- **TASK DATA**
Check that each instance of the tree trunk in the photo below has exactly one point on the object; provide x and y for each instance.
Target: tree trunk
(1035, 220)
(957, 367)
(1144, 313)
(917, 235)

- **STATED EXERCISE**
Render the data above as a two-column CSV with the headers instruction and response, one row per instruction paired with its answer. Wrap each value in double quotes and replace any line breaks with spaces.

- **REPLY TO THE EXERCISE**
instruction,response
"Check that each instance of the tree trunk in the photo below has exactly one point on the object; provide x and y for each instance. Target: tree trunk","(1035, 220) (957, 367) (1144, 313) (917, 235)"